### Requirement 1
Reproduce the poet's confession essay word for word, starting with "I’ve mused that" and going on through "represent a majority.".
### Requirement 2
In the poet's confession essay, how are the metal chairs in the room arranged?

START Excerpted passage

In my mind’s eye, this is the scene that plays before me:

You are observing, from some celestial height, a large room (perhaps in a church, maybe it’s a large meeting room or a small gymnasium). The facility is near empty, sparse in furnishings, metal chairs are arranged in a semi-circle. A small table in the corner bears a drip filter and copious amounts of smoldering coffee. Fluorescent lights flutter, their beam and buzz refracting off empty walls. The people assembled are finishing the last of their pleasantries as they move haphazardly to take their seats for the program. A stillness and silence settles. All eyes slowly drift to me, the apprehensive newcomer. Of those sitting in half-mooned circle, none are more nervous than I.

Mustering my courage, I clear my throat, rise, and speak:

Hi. My name is Bobby Lehew and … I am a poet.

End scene.

“I was ashamed of being a poet, as if, undressed, I would display in public my physical defects. I envied people who do not write poems and whom for that reason I ranged among the normal. And in this I was wrong: few of them deserve to be called that.” – Czeslaw Milosz

I’ve mused that this confession of mine, portrayed in my imagination but published here, will test the bonds of all my friendships. The truth is, there are many poets among us and a few poetry aficionados even among my friends, but they by no means represent a majority.

END Excerpted passage
START Information shown

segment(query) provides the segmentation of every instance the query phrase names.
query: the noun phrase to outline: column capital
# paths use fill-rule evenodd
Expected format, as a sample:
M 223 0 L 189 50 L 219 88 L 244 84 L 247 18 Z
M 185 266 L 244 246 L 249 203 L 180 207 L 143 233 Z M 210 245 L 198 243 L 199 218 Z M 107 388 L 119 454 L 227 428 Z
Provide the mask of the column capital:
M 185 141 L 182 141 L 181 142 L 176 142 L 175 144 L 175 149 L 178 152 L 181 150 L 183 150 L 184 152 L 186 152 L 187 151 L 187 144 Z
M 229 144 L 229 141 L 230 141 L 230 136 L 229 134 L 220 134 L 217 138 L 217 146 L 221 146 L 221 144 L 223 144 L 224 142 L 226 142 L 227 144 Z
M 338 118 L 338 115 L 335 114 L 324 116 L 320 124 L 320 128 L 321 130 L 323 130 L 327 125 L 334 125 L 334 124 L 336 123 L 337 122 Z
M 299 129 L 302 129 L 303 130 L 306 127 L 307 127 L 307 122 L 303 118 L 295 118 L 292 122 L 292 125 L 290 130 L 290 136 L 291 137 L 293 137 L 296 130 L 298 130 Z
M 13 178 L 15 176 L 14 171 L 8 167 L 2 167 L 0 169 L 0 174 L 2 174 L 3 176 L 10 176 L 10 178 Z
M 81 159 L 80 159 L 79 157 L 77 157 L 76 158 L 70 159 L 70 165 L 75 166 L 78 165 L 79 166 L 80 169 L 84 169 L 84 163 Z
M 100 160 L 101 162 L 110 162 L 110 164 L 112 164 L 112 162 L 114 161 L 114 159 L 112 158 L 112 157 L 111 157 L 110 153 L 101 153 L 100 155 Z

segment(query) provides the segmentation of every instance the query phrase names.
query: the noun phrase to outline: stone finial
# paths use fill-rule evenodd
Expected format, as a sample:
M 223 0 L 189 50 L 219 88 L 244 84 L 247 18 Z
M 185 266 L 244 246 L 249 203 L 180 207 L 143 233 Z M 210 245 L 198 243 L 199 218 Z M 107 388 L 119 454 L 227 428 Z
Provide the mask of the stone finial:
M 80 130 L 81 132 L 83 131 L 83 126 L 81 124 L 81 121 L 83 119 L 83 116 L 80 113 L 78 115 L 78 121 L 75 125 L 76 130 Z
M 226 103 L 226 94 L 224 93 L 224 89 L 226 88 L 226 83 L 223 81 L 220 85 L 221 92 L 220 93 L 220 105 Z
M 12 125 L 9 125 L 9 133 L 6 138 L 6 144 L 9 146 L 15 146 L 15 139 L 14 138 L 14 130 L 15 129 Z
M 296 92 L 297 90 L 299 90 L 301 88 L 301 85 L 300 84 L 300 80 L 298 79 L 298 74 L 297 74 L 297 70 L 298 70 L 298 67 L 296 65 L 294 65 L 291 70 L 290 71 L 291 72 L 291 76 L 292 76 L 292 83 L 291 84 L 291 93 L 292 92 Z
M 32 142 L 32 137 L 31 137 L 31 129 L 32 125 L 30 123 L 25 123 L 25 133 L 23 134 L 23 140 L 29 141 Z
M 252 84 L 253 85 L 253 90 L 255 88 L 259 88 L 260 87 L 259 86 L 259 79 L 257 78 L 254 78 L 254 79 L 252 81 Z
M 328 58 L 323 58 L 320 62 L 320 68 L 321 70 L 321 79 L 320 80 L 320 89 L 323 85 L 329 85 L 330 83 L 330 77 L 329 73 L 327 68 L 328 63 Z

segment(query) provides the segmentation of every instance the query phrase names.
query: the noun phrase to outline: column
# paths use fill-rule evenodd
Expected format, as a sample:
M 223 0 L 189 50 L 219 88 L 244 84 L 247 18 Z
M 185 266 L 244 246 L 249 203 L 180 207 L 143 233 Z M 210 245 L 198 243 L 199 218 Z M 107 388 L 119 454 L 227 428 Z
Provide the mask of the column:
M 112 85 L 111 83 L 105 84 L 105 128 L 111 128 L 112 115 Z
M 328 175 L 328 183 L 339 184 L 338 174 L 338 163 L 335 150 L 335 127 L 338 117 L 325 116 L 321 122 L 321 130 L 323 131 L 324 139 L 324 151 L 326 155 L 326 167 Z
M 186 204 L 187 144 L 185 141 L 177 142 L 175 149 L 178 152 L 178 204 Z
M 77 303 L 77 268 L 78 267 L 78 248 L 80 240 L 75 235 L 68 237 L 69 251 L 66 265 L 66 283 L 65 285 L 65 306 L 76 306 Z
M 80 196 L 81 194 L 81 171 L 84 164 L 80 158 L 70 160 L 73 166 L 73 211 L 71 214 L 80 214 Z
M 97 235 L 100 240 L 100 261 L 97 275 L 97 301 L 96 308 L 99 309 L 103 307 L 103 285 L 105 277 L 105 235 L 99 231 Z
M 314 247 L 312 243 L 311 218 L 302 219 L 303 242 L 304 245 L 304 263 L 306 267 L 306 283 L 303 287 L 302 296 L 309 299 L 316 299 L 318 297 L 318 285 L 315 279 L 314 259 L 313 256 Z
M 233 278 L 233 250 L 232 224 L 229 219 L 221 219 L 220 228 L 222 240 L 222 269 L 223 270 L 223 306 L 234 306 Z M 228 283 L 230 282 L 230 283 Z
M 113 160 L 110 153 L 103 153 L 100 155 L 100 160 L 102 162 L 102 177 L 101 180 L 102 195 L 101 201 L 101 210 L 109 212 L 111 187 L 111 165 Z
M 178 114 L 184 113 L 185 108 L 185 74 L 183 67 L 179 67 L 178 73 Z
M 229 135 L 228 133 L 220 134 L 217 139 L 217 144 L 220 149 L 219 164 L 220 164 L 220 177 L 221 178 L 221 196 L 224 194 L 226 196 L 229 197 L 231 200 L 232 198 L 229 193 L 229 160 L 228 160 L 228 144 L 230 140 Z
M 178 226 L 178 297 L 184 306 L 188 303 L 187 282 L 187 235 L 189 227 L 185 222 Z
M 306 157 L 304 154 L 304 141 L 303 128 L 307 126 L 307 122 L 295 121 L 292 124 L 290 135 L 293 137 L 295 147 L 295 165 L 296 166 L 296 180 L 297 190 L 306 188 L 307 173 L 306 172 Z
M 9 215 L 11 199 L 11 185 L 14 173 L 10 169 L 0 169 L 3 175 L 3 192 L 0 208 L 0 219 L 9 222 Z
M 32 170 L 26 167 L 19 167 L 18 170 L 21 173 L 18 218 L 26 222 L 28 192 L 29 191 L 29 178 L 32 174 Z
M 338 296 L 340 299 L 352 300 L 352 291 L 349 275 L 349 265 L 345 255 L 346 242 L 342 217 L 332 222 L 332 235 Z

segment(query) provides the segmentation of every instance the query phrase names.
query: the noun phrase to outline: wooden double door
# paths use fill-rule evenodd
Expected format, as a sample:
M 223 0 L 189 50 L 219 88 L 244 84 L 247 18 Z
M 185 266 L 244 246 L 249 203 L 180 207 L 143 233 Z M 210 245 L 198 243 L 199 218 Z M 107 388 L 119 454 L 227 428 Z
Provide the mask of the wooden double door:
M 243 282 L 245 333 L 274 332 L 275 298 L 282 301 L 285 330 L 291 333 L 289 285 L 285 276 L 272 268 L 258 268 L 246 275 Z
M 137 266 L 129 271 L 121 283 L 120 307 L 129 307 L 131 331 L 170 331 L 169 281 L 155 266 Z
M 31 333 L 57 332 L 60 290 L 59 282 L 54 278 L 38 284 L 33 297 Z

END Information shown

### Exercise response 1
I’ve mused that this confession of mine, portrayed in my imagination but published here, will test the bonds of all my friendships. The truth is, there are many poets among us and a few poetry aficionados even among my friends, but they by no means represent a majority.

### Exercise response 2
In a semi-circle.